* TASK TO COMPLETE:
Each line in the records below that has the word "instance" should be copied.

--- START ---

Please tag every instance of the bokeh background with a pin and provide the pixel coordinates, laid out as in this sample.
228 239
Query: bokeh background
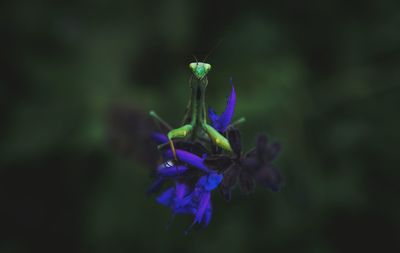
78 77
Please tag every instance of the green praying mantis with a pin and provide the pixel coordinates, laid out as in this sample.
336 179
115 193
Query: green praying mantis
195 119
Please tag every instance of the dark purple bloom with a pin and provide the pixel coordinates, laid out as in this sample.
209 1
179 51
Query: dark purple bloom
248 168
176 199
222 121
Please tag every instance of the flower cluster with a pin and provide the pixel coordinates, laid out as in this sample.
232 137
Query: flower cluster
197 166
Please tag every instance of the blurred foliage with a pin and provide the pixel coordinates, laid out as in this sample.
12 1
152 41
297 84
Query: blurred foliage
322 77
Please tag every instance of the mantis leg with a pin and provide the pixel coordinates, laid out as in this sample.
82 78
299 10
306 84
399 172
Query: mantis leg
180 132
216 137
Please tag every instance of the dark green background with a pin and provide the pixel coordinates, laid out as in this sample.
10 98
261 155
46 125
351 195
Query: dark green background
322 77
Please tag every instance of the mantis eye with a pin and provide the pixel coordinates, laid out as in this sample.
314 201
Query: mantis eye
207 67
200 69
193 66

--- END ---

* EXERCISE SOLUTION:
Please tag every instance of the bokeh background with a pin and provide the pixel coordinates, laid out as in this sample.
Please tag every instance of the green praying mantis with a pin and provide the pixel coordinates, laid out as in this sample.
Please tag every instance of the dark purple bloom with a pin and provide the pixel coordinates, laid out as in this sample.
Please tag every instance of the flower cluster with a pin and provide the pixel coordinates, laid out as in this sample.
Please tag every instance of the blurred foliage with a pin and provide the pixel coordinates, laid out as in this sample.
Please tag every instance of the mantis leg with a pin and provide the pixel coordinates, laid out as in this sample.
Please tag every instance of the dark green background with a pin and provide the pixel coordinates, laid out as in this sample.
Please tag every instance of the mantis eye with a pin and provide the pixel coordinates, laid out as in this sample.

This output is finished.